REQUIRED TASK => Please copy the records from the start through the line with "point(876, 325)", swapping "puddle on concrete" for "pool of water on concrete" and leaving everything else unchanged.

DATA SHOWN =>
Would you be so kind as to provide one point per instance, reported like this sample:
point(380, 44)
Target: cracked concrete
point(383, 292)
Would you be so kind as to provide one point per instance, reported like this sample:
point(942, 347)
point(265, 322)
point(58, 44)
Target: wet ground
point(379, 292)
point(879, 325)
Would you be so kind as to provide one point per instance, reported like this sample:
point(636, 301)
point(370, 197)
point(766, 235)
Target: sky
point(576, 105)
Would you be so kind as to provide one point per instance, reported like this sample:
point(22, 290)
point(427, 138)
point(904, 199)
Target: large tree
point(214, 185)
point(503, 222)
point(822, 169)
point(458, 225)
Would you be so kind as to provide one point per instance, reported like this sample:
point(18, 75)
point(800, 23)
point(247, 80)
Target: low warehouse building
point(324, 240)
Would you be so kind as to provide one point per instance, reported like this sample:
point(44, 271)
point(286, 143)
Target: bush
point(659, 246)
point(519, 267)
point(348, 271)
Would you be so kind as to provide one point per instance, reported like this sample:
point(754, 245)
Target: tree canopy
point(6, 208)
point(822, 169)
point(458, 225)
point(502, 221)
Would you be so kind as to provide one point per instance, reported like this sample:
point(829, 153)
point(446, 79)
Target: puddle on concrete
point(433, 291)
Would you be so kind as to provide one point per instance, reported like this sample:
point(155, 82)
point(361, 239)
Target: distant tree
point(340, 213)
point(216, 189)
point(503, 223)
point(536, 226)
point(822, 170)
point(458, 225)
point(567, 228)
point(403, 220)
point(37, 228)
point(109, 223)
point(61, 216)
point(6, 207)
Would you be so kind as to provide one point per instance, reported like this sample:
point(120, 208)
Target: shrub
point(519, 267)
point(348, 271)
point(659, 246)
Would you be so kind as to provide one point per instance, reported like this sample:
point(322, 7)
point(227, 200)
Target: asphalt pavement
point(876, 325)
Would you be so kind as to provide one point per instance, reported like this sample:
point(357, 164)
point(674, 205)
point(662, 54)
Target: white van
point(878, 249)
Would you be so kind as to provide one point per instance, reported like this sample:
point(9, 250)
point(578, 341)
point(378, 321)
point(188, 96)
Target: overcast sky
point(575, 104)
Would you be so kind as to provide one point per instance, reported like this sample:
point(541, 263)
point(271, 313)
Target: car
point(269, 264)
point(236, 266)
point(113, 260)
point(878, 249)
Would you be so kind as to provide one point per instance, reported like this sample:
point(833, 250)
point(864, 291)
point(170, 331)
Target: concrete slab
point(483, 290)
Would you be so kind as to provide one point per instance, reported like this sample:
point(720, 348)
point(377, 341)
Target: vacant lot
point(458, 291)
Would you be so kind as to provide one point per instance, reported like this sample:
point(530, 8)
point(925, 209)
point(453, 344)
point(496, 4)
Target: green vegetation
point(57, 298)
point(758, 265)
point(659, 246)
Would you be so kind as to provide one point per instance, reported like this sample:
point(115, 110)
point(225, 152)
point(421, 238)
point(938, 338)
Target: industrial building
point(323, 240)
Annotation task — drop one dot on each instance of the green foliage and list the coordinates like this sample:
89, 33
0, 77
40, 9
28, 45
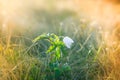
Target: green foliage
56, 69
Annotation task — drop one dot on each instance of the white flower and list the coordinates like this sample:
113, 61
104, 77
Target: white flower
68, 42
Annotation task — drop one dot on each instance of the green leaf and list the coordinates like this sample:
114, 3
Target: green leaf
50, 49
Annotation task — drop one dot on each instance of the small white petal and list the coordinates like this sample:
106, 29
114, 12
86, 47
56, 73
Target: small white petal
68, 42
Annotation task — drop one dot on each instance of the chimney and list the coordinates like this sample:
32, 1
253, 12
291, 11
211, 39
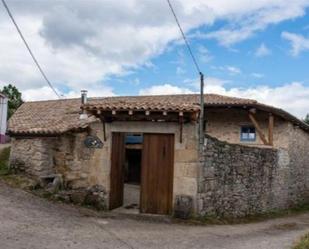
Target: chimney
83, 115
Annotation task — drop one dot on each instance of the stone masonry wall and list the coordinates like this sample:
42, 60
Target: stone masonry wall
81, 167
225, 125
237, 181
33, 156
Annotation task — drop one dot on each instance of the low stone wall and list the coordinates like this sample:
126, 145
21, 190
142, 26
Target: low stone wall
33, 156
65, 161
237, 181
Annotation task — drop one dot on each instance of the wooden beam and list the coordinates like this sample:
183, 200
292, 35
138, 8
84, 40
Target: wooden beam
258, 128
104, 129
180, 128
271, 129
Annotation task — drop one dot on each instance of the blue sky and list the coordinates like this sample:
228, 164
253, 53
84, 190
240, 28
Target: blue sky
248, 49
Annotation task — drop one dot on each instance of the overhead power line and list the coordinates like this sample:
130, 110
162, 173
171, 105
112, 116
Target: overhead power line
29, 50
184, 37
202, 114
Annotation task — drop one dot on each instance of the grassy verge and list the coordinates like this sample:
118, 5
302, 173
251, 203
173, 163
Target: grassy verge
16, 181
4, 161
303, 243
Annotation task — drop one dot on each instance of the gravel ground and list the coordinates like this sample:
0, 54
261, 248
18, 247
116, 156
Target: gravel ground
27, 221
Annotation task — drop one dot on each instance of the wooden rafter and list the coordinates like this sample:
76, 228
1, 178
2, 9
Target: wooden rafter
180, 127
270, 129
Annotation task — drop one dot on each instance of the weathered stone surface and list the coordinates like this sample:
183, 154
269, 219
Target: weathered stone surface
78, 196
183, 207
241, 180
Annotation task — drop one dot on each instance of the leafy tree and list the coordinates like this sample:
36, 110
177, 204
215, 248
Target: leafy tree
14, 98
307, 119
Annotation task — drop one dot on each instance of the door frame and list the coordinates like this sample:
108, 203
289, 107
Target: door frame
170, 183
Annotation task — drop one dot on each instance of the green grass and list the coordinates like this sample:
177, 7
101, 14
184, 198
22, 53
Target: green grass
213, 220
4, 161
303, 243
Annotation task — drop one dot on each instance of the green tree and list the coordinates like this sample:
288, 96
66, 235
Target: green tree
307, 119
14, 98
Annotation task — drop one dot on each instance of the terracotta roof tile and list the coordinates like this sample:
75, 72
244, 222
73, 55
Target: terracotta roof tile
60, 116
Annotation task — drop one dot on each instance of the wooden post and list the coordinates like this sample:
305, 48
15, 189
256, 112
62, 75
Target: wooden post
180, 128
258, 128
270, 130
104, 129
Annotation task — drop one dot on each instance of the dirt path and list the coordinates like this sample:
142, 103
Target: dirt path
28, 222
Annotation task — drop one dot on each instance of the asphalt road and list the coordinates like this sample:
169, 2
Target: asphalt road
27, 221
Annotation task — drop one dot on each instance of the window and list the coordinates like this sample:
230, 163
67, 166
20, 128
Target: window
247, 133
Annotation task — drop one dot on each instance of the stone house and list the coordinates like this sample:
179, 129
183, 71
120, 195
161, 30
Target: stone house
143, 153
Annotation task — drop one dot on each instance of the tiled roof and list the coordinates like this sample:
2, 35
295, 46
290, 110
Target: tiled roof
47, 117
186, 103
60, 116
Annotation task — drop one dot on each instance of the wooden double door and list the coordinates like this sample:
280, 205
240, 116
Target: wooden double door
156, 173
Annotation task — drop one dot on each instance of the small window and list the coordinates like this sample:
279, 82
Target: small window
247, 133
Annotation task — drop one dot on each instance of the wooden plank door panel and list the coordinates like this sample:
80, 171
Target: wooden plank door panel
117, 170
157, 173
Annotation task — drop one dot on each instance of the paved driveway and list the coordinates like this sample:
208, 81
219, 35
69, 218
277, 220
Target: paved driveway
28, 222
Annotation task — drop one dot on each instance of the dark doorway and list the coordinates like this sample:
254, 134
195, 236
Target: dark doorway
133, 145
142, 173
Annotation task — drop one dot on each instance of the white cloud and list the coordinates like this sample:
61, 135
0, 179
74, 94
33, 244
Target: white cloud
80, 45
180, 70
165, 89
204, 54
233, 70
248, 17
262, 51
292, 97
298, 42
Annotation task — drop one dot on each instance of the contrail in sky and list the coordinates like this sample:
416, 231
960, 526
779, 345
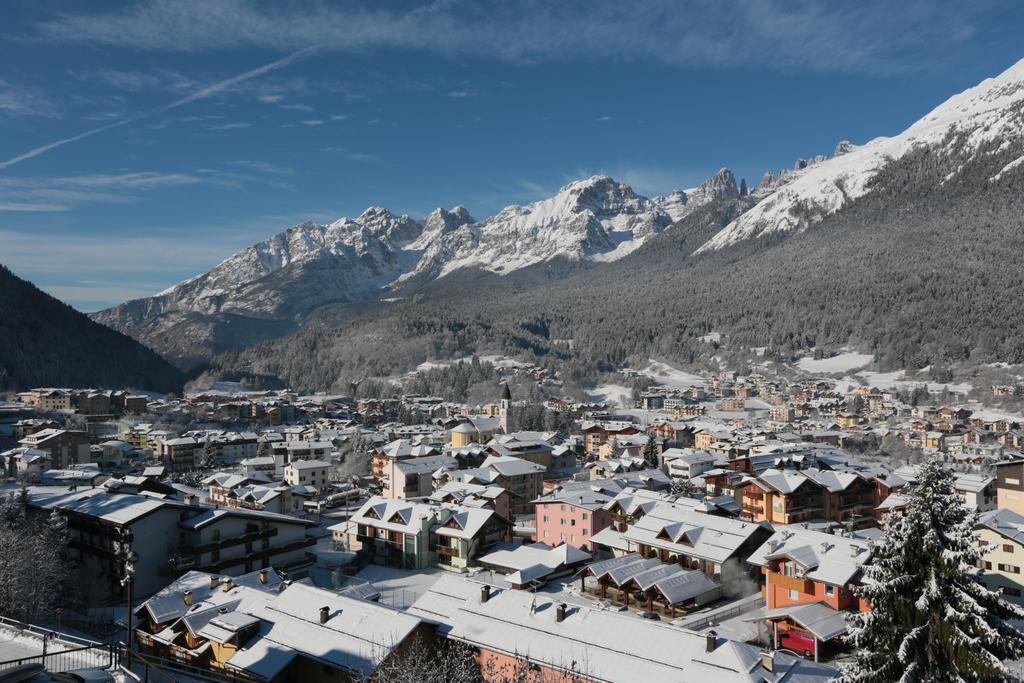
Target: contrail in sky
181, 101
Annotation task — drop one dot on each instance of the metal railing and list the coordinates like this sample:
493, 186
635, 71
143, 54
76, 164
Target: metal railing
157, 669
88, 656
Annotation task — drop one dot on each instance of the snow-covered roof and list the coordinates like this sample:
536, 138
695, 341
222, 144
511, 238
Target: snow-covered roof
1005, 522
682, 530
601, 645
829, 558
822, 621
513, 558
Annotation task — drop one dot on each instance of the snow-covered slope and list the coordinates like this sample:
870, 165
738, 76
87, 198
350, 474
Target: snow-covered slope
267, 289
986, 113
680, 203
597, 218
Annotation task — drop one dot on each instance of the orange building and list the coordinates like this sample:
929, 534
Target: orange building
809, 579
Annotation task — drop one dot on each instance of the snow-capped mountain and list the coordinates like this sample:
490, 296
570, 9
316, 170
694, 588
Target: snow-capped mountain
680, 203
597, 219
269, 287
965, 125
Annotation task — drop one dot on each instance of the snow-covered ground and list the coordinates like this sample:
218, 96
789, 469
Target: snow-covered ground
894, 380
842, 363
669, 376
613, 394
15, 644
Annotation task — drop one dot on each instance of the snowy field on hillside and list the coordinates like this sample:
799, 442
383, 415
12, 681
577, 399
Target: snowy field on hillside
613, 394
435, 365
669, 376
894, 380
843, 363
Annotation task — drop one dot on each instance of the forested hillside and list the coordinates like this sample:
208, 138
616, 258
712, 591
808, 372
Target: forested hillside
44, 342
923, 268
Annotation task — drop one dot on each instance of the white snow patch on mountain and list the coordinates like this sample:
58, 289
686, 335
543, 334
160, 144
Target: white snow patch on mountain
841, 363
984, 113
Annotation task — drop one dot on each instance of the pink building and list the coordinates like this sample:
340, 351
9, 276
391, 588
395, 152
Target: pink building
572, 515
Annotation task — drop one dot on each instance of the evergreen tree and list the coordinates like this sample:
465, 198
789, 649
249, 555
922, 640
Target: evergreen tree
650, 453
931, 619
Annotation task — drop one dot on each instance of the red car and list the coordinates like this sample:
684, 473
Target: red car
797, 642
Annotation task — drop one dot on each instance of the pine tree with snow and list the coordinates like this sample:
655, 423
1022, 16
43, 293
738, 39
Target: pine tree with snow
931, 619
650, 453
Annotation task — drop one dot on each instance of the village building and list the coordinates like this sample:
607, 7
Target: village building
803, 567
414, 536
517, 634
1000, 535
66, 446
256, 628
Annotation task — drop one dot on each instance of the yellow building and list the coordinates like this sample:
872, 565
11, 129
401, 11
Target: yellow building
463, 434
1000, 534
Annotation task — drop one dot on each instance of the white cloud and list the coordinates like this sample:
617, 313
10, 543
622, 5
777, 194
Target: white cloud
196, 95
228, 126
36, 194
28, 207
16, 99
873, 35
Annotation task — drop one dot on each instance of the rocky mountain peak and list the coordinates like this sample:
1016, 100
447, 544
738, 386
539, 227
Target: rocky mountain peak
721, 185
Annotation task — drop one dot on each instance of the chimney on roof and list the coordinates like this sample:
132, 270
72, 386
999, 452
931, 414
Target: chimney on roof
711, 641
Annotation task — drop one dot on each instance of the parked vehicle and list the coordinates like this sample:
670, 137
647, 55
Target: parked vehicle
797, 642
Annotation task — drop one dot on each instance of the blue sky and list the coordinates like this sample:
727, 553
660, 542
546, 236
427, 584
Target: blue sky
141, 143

TASK SOLUTION =>
Would you be so kind as to provide one point per instance, reported like this sample:
point(380, 44)
Target: cracked concrete
point(383, 292)
Would you be so kind as to provide one point per instance, reported like this sample:
point(942, 347)
point(265, 322)
point(58, 44)
Target: wet ground
point(379, 292)
point(879, 325)
Would you be so kind as to provide one point per instance, reported like this sample:
point(636, 301)
point(370, 197)
point(766, 235)
Target: sky
point(576, 105)
Would you be so kind as to provide one point per instance, reported like this sample:
point(22, 290)
point(427, 138)
point(904, 199)
Target: large tree
point(214, 185)
point(503, 222)
point(822, 169)
point(458, 225)
Would you be so kind as to provide one point per instance, reported like this sample:
point(18, 75)
point(800, 23)
point(247, 80)
Target: low warehouse building
point(324, 240)
Would you be so kind as to provide one point per instance, reported like this sample:
point(44, 271)
point(286, 143)
Target: bush
point(659, 246)
point(519, 267)
point(348, 271)
Would you be so kind as to provide one point per instance, reported like this sample:
point(754, 245)
Target: tree canopy
point(6, 208)
point(822, 169)
point(458, 225)
point(502, 221)
Would you be so kind as to provide one point per instance, reported like this sample:
point(829, 153)
point(446, 79)
Target: pool of water on concrete
point(433, 291)
Would you be so kind as to provide one point per instance, reported like this sample:
point(155, 82)
point(361, 239)
Target: distant tree
point(340, 213)
point(216, 189)
point(503, 223)
point(536, 226)
point(822, 170)
point(458, 225)
point(567, 228)
point(403, 220)
point(37, 228)
point(109, 223)
point(61, 216)
point(6, 207)
Would you be so kind as to provide one point per instance, reported like this sample:
point(120, 208)
Target: shrub
point(519, 267)
point(348, 271)
point(659, 246)
Would you be so kind as to provide one point per instance, reported like this sample:
point(322, 7)
point(227, 200)
Target: asphalt pavement
point(876, 325)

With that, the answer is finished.